What you need to do :: Send back the entries below exactly as they appear.

Records ::
-- -- --

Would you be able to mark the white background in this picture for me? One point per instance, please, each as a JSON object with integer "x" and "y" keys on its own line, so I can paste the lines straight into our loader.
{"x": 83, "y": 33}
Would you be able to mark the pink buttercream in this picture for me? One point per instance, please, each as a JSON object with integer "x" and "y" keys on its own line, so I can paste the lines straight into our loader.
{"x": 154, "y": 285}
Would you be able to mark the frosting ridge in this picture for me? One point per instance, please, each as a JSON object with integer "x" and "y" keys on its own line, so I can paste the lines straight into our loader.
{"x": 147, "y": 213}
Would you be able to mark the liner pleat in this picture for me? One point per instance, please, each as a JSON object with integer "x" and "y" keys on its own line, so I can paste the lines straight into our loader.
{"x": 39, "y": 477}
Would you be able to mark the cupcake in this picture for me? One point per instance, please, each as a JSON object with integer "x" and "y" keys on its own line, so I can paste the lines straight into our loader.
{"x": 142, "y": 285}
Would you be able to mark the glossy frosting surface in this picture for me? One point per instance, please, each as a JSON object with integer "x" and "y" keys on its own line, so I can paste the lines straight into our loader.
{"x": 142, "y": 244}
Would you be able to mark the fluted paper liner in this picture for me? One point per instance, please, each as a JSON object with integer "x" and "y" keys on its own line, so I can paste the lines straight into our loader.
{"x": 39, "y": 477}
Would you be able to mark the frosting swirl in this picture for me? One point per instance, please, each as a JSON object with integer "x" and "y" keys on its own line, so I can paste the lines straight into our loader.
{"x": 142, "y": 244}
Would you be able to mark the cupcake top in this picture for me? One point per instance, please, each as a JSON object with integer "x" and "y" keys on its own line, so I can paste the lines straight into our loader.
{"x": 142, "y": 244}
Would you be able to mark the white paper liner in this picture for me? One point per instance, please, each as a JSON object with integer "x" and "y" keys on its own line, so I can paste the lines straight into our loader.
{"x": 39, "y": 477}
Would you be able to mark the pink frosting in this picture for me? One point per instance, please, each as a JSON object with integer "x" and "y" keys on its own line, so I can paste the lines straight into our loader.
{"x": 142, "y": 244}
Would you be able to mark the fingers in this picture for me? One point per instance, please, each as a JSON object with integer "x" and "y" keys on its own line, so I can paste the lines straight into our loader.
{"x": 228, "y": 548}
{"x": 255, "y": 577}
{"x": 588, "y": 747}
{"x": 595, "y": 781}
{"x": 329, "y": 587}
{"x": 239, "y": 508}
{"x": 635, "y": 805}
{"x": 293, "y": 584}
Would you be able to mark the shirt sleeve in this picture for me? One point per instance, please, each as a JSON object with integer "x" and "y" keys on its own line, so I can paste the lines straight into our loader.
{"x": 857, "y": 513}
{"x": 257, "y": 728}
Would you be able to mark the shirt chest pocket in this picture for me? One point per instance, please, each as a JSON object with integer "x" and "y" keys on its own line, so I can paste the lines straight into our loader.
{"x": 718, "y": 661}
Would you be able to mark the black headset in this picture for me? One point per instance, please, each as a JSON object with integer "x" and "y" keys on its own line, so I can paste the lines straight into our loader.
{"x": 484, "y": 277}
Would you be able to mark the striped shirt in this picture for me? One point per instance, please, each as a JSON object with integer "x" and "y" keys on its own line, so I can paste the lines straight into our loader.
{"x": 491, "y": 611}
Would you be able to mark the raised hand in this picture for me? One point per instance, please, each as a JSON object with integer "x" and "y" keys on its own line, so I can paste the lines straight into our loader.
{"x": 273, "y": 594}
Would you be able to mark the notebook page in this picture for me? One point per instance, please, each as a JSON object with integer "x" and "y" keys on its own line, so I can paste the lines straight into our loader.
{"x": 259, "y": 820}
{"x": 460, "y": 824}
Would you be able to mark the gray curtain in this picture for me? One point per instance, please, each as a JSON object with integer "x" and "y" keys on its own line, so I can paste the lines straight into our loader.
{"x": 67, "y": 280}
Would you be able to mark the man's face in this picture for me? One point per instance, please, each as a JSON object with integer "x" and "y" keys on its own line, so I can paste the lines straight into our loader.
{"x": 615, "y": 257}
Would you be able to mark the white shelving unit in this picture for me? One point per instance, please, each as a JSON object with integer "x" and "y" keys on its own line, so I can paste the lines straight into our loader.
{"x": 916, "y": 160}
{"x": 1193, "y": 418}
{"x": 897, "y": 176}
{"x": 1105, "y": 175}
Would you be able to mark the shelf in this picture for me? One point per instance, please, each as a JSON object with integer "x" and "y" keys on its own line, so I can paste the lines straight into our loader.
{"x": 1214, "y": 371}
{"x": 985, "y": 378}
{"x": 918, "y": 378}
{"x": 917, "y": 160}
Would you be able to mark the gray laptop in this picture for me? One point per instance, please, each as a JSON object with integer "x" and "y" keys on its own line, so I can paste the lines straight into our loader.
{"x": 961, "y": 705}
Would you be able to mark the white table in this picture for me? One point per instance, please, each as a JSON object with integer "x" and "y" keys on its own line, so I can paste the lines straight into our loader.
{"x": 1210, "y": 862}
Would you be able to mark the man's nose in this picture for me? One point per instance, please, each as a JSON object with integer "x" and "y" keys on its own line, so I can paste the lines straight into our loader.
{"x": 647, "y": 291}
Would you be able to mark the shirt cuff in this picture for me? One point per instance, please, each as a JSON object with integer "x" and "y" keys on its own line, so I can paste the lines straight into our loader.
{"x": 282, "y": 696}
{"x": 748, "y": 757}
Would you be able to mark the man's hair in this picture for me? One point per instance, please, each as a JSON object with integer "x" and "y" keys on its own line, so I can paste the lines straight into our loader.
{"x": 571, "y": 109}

-- -- --

Answer below ::
Would you be able to mark the white background in this picture for me? One point per instance, please, each as a JSON object with integer "x" and "y" keys on its own line, so I can paste the lines straight into our loader.
{"x": 83, "y": 33}
Would you be able to mark the pink buttercream in this picture for me? One point per instance, please, each as a JSON object with integer "x" and "y" keys on its own line, so I can paste the lines straight into our loader.
{"x": 154, "y": 285}
Would you be able to mark the frosting ridge in this picture for me? One point per instance, please, each as a JSON object with integer "x" and "y" keys on its own line, so I can paste the lines straight into our loader.
{"x": 147, "y": 213}
Would you be able to mark the liner pleat in this picture for me? One point per instance, please, each as a JSON object with integer "x" and "y" keys on its own line, so I can paste the lines straight into our loader.
{"x": 39, "y": 477}
Would you be able to mark the cupcake in this picture for me? One point per instance, please, each as a JSON object with integer "x" and "y" keys on its own line, so I can paste the lines straight into our loader.
{"x": 142, "y": 285}
Would you be able to mark the glossy frosting surface in this picture for me? One point per instance, please, each as a JSON object with integer "x" and "y" keys on its own line, so I can paste the lines straight into our loader.
{"x": 142, "y": 244}
Would you be able to mark the fluted paper liner in this picture for me? One point per instance, please, each as a JSON object with integer "x" and "y" keys on its own line, so I can paste the lines straight into our loader.
{"x": 39, "y": 477}
Would you be able to mark the frosting swirl in this picture for me? One point per instance, please, each as a JSON object with integer "x" and "y" keys on its own line, so I can paste the lines straight into our loader.
{"x": 142, "y": 244}
Would you be able to mark the cupcake top in this picture for me? One point per instance, please, each as a JSON object with integer "x" and "y" keys on its own line, so I can paste the lines straight into our loader.
{"x": 142, "y": 244}
Would you be able to mark the white paper liner in this picture for me? One point per instance, please, each as a JSON object with integer "x" and "y" keys on its own line, so I can paste the lines straight into our loader.
{"x": 39, "y": 477}
Would you be able to mark the pink frosting in this picture for me? One point per instance, please, each as a JSON object with integer "x" and "y" keys on its own line, so I can paste the lines straight into our loader.
{"x": 142, "y": 244}
Would you be able to mark the fingers in this picture for me? One point per instance, please, each as a JSON object with integer "x" and "y" keys on its own line, so I can paste the lines straight into our loader.
{"x": 228, "y": 548}
{"x": 255, "y": 577}
{"x": 588, "y": 747}
{"x": 595, "y": 781}
{"x": 329, "y": 587}
{"x": 239, "y": 508}
{"x": 635, "y": 805}
{"x": 293, "y": 584}
Would you be able to mark the shirt sleeve in this picture for me? One point per instance, please, each as a JSON object with integer "x" and "y" keys on its own line, so I can paste the lines straight into our loader.
{"x": 857, "y": 513}
{"x": 257, "y": 728}
Would you be able to mark the shirt chest pocket in this picture for me? One point per instance, please, each as a JSON object with integer "x" and "y" keys on its own line, so I can paste the lines straight into our loader.
{"x": 718, "y": 661}
Would you be able to mark the black headset in this picture for me? One point per instance, please, each as a JSON object with integer "x" and "y" keys on its own line, so I can paste the lines straight into our loader.
{"x": 484, "y": 277}
Would you be able to mark the striped shirt in this picture for me? One point per instance, please, each as a JSON object with integer "x" and "y" keys on its own line, so I can paste the lines straight into our loader.
{"x": 491, "y": 611}
Would you be able to mark the raised hand in this picture for me? One point per instance, please, each as a JSON object with integer "x" and "y" keys on its own line, so I can paste the lines straight into our loader.
{"x": 273, "y": 594}
Would you be able to mark the notebook page in this picture for me? One point per instance, please, each as a JSON object with integer "x" and "y" keys on its own line, so I can paste the lines straight into our loader.
{"x": 259, "y": 820}
{"x": 460, "y": 824}
Would you be able to mark the gray curtain in this picture for me? One point per instance, please, each as a JSON object with integer "x" and "y" keys on its own line, so I can paste the lines straight into our loader.
{"x": 67, "y": 280}
Would you be able to mark the man's face in this picture for me? One point per instance, please, each as a JSON object with integer "x" and "y" keys on its own line, so I can paste the lines straight into our loader.
{"x": 615, "y": 257}
Would you be able to mark the white shelving unit in this picture for me? One point per instance, please, each as a JSON object with integer "x" and "y" keys on its own line, so I can paste the lines straight into our loader.
{"x": 916, "y": 160}
{"x": 1193, "y": 418}
{"x": 897, "y": 176}
{"x": 1105, "y": 175}
Would you be able to mark the shelf in this picture for me? One point per instance, please, each as a JSON object with integer "x" and "y" keys on its own line, so I can paste the lines straight into our loader.
{"x": 1214, "y": 371}
{"x": 985, "y": 378}
{"x": 918, "y": 378}
{"x": 917, "y": 160}
Would you be able to mark the gray laptop in this picture for me? One point per instance, please, each as a JSON object with integer "x" and "y" keys on its own line, so I can paste the lines straight into our loader.
{"x": 961, "y": 705}
Would you be able to mark the white table in this picture for me? One point per instance, please, each as a JSON object with integer "x" and "y" keys on its own line, so I can paste the lines straight into our loader.
{"x": 1210, "y": 862}
Would you be able to mark the man's nose in this picture for me? One point per instance, please, each as a JSON object with integer "x" and "y" keys on its own line, so I can paste the lines straight into our loader.
{"x": 647, "y": 291}
Would you be able to mark the shirt cuff in this picture for me? One point per instance, please, each as a JSON object with integer "x" and "y" keys on its own line, so I can paste the lines straight into our loader.
{"x": 282, "y": 696}
{"x": 748, "y": 757}
Would you be able to mark the man's hair in this picture for me? One point per instance, please, each as a JSON object with integer "x" and "y" keys on its own line, so I can paste the lines straight into our loader.
{"x": 571, "y": 109}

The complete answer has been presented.